Instructions to follow – Substitute "cyclist" for "pedestrian" throughout the lines below and reproduce them with nothing else altered, leaving out the pictures.

Given data –
===

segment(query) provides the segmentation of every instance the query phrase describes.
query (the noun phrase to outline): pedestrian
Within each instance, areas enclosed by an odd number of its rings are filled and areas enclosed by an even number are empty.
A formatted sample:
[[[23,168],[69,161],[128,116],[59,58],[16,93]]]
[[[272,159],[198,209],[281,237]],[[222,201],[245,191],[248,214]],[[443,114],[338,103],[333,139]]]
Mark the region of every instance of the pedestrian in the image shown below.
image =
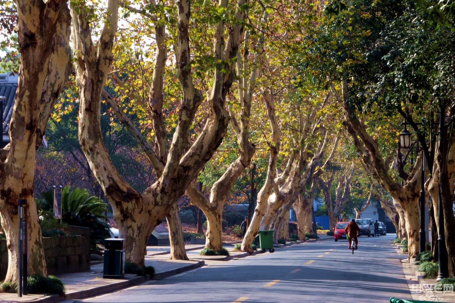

===

Complete output –
segment(query) provides the segmentation of every instance the query phrase describes.
query (the noun phrase to outline): cyclist
Within each instance, areas enclosed by an odd number of its rings are filled and areas enclosed by an even number are empty.
A formatted sample:
[[[23,168],[69,161],[128,116],[59,58],[16,93]]]
[[[272,159],[198,209],[281,237]],[[222,201],[245,191],[248,214]],[[443,114],[338,103],[333,139]]]
Mark the region of every instance of the cyclist in the image shown below.
image =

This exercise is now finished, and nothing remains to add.